- [YOUR OBJECTIVE] Format the records below as a Markdown table with two columns, Row and Line, giving each line its own numbered row and skipping blank lines. Leave the pictures out of the table.

- [MATERIAL]
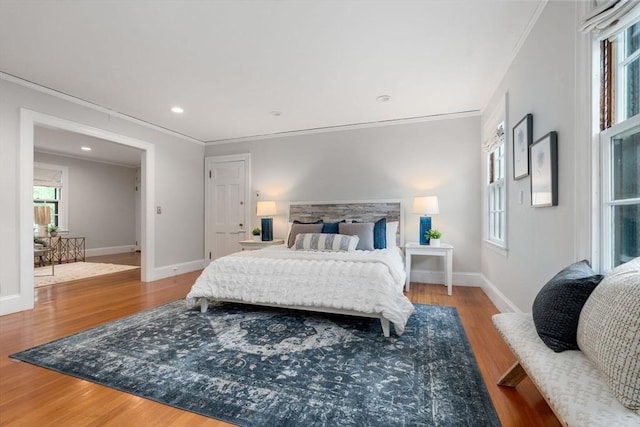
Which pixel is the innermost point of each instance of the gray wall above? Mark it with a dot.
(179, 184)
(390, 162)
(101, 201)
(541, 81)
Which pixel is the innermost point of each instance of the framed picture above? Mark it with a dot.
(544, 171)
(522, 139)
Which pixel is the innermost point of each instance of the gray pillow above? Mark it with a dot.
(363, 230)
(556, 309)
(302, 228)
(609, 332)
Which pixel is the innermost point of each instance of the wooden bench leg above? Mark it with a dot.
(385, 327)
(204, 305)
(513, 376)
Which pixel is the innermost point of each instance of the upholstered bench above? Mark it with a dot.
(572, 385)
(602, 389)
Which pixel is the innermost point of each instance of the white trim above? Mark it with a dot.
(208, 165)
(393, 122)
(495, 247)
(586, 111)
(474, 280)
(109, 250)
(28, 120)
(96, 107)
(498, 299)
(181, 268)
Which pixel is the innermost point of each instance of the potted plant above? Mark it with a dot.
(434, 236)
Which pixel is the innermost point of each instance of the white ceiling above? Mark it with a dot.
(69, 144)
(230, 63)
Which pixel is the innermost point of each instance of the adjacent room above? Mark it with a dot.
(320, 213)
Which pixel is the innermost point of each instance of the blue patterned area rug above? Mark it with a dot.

- [EXPECTED OUTPUT]
| Row | Line |
|---|---|
| 1 | Which pixel is the innermost point of each instance of the gray wall above? Mark it with a dot. |
| 2 | (179, 184) |
| 3 | (390, 162) |
| 4 | (101, 201) |
| 5 | (541, 81) |
| 6 | Which pixel is the innermost point of each instance of the framed picture above? Mark it with a dot. |
| 7 | (544, 171) |
| 8 | (522, 139) |
| 9 | Which pixel is the innermost point of each instance of the gray pillow above? Mark it with a dot. |
| 10 | (363, 230) |
| 11 | (556, 309) |
| 12 | (302, 228) |
| 13 | (609, 332) |
| 14 | Which pixel is the innermost point of each instance of the wooden bench leg above? Mark it with a dot. |
| 15 | (385, 327) |
| 16 | (204, 305) |
| 17 | (513, 376) |
| 18 | Which pixel is the innermost point of each instance of the upholstered bench above? Mark it with a dot. |
| 19 | (572, 385) |
| 20 | (602, 389) |
| 21 | Which pixel is the innermost point of each instance of the white trim above? Mark it with a dot. |
| 22 | (208, 165) |
| 23 | (393, 122) |
| 24 | (495, 247) |
| 25 | (586, 111) |
| 26 | (474, 280) |
| 27 | (109, 250) |
| 28 | (28, 120) |
| 29 | (96, 107) |
| 30 | (498, 299) |
| 31 | (181, 268) |
| 32 | Which pixel is the innermost point of each instance of the potted plant above? Mark it with a dot. |
| 33 | (434, 236) |
| 34 | Which pixel is the innermost point of each instance of the white ceiling above? Mark it with a dot. |
| 35 | (69, 144) |
| 36 | (230, 63) |
| 37 | Which pixel is the innermost point of each instance of the adjacent room above? Mark it with a dot. |
| 38 | (320, 213) |
| 39 | Which pixel is the innermost point of each instance of the blue patterned area rug above? Mark it with a dot. |